AIM
Return each of the entries below word for word, and leave the pictures out of your answer.

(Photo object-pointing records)
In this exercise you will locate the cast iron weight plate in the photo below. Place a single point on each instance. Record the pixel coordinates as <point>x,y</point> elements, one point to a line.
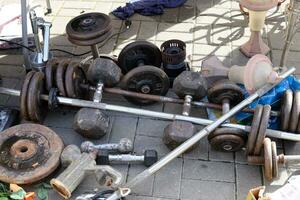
<point>137,54</point>
<point>28,153</point>
<point>227,139</point>
<point>36,108</point>
<point>24,93</point>
<point>146,80</point>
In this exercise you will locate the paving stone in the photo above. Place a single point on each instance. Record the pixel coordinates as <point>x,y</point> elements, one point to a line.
<point>203,190</point>
<point>167,181</point>
<point>209,171</point>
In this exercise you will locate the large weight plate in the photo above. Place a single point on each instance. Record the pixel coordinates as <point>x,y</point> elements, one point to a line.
<point>286,108</point>
<point>23,96</point>
<point>36,108</point>
<point>146,80</point>
<point>139,53</point>
<point>29,153</point>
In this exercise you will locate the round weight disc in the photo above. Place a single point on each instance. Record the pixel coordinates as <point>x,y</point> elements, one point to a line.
<point>295,112</point>
<point>225,89</point>
<point>227,139</point>
<point>29,153</point>
<point>139,53</point>
<point>23,96</point>
<point>36,108</point>
<point>88,26</point>
<point>60,76</point>
<point>274,160</point>
<point>50,73</point>
<point>254,130</point>
<point>287,102</point>
<point>268,159</point>
<point>145,80</point>
<point>262,129</point>
<point>73,80</point>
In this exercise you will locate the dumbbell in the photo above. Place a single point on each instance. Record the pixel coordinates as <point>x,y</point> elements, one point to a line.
<point>124,146</point>
<point>188,85</point>
<point>148,158</point>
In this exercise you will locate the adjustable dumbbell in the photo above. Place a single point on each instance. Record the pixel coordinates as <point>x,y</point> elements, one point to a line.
<point>148,158</point>
<point>188,85</point>
<point>124,146</point>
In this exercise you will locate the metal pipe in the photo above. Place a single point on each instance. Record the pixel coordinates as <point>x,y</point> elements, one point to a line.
<point>126,189</point>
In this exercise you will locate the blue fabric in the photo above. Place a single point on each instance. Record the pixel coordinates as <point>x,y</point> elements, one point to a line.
<point>146,7</point>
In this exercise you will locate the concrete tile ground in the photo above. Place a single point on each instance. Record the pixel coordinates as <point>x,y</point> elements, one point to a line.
<point>208,27</point>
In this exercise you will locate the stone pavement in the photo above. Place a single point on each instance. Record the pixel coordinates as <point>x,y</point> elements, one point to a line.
<point>208,27</point>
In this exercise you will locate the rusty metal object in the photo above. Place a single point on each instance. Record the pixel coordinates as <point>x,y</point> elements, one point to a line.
<point>28,153</point>
<point>24,93</point>
<point>36,108</point>
<point>227,139</point>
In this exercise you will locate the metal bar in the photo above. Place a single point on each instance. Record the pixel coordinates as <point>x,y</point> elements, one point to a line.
<point>190,142</point>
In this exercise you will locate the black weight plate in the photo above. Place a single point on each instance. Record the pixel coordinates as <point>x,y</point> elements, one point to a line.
<point>36,108</point>
<point>146,80</point>
<point>139,53</point>
<point>24,94</point>
<point>225,89</point>
<point>88,26</point>
<point>60,76</point>
<point>50,73</point>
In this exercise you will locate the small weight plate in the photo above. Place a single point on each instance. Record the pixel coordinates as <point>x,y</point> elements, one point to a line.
<point>23,96</point>
<point>29,153</point>
<point>60,76</point>
<point>36,108</point>
<point>88,26</point>
<point>274,160</point>
<point>254,130</point>
<point>225,89</point>
<point>146,80</point>
<point>263,125</point>
<point>295,112</point>
<point>227,139</point>
<point>50,73</point>
<point>139,53</point>
<point>73,80</point>
<point>268,168</point>
<point>286,108</point>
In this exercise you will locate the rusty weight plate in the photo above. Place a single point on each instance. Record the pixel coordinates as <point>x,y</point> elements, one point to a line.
<point>36,108</point>
<point>73,80</point>
<point>50,73</point>
<point>254,130</point>
<point>286,108</point>
<point>294,118</point>
<point>263,125</point>
<point>28,153</point>
<point>60,76</point>
<point>23,96</point>
<point>227,139</point>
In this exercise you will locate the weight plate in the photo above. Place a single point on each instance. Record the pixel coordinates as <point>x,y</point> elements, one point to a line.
<point>88,26</point>
<point>295,112</point>
<point>262,129</point>
<point>286,108</point>
<point>60,76</point>
<point>227,139</point>
<point>36,108</point>
<point>139,53</point>
<point>254,130</point>
<point>29,153</point>
<point>23,96</point>
<point>146,80</point>
<point>274,160</point>
<point>225,89</point>
<point>73,80</point>
<point>50,73</point>
<point>268,159</point>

SOLUTION BELOW
In this exercise you will locate the cast iron weight plate in the photo below. Place a single point on each instance. Record the pixel coordinates as <point>x,y</point> elements, one point to a line.
<point>137,54</point>
<point>28,153</point>
<point>227,139</point>
<point>36,108</point>
<point>24,93</point>
<point>146,80</point>
In this exercise you will locate the paving stone in the photo above. Place a single point on each instance. Record the pixel coordinates as <point>x,y</point> elements, one point to a line.
<point>203,190</point>
<point>167,181</point>
<point>209,171</point>
In this exercise you will locate the large weight plate in the photo above. Place a single point on each instance. Record the pixel coordinates as <point>x,y</point> elements, one point to a line.
<point>286,108</point>
<point>23,96</point>
<point>36,108</point>
<point>146,80</point>
<point>139,53</point>
<point>29,153</point>
In this exercise you will locate the round weight disc in the photo above. Place a single point on each instance. Record the pixel coordinates as <point>x,y</point> elements, one point to a line.
<point>295,112</point>
<point>225,89</point>
<point>227,139</point>
<point>29,153</point>
<point>139,53</point>
<point>23,96</point>
<point>36,108</point>
<point>88,26</point>
<point>60,76</point>
<point>274,160</point>
<point>50,73</point>
<point>254,130</point>
<point>287,102</point>
<point>268,159</point>
<point>145,80</point>
<point>262,129</point>
<point>73,80</point>
In this exercise you will locate the dumbbell in the photo above. Place a single point on each instance. Record the pixel coordinates as <point>x,y</point> elements, one point to a line.
<point>124,146</point>
<point>188,85</point>
<point>148,158</point>
In this exercise you will locate the adjustable dumbbell in the photo above. Place a single point on each instance. Record the pixel coordinates as <point>x,y</point> elements, one point to a line.
<point>148,158</point>
<point>188,85</point>
<point>124,146</point>
In this exercise you will locate the metal pipe in the photo above. Place a single point on each instance. Record the pixel coordinates as <point>x,y</point> elements, one point to a line.
<point>126,189</point>
In this exercise you will locate the blue fabric in the photo above. Place a single point on each instance. Record the pixel coordinates as <point>x,y</point> elements, one point to a line.
<point>146,7</point>
In this exercise you will locate the concrete tile ground in the photo above. Place a single point on each instance. Record the pixel coordinates as <point>x,y</point> elements, one point to a line.
<point>208,27</point>
In this exercise you will locate the stone pavement in the photo above. Place a single point on each instance. Record the pixel coordinates as <point>x,y</point> elements, one point to a line.
<point>208,27</point>
In this exercise you will locate the rusty metal object in the photo above. Place a single point on each instance. Record the pixel coordinates as <point>x,y</point> elements, one point to a line.
<point>28,153</point>
<point>24,93</point>
<point>36,108</point>
<point>227,139</point>
In this exercise you will locate the metal bar in the photo above. Place a single point on each instance. Record the pixel coordinates as <point>x,y</point> elements, one point to a line.
<point>190,142</point>
In this exercise you will locate the black weight plate in the photo above. Place a single point on each instance. Record the pixel coordinates as <point>x,y</point> elements, one point to a line.
<point>36,108</point>
<point>146,80</point>
<point>139,53</point>
<point>24,94</point>
<point>225,89</point>
<point>88,26</point>
<point>60,76</point>
<point>50,73</point>
In this exercise you will locate the small weight plate in the photo above. Place a single point on each instance. Record the pixel coordinates as <point>x,y</point> elements, one point to a line.
<point>23,96</point>
<point>29,153</point>
<point>60,76</point>
<point>36,108</point>
<point>88,26</point>
<point>274,160</point>
<point>254,130</point>
<point>225,89</point>
<point>146,80</point>
<point>263,125</point>
<point>295,112</point>
<point>227,139</point>
<point>50,73</point>
<point>139,53</point>
<point>73,80</point>
<point>268,168</point>
<point>286,108</point>
In this exercise you will locate the rusty weight plate in the photo above. Place a single point on each instance. Record the pixel coordinates as <point>x,y</point> elements, one point to a line.
<point>36,108</point>
<point>73,80</point>
<point>50,73</point>
<point>254,130</point>
<point>286,108</point>
<point>294,118</point>
<point>263,125</point>
<point>28,153</point>
<point>60,76</point>
<point>23,96</point>
<point>227,139</point>
In this exercise you will locate the weight plate in the photo above. Place a single point on each instance. Record the pixel coordinates as <point>x,y</point> elements, one point to a line.
<point>88,26</point>
<point>295,112</point>
<point>262,129</point>
<point>286,108</point>
<point>60,76</point>
<point>227,139</point>
<point>36,108</point>
<point>139,53</point>
<point>254,130</point>
<point>29,153</point>
<point>23,96</point>
<point>146,80</point>
<point>274,160</point>
<point>225,89</point>
<point>73,80</point>
<point>50,73</point>
<point>268,159</point>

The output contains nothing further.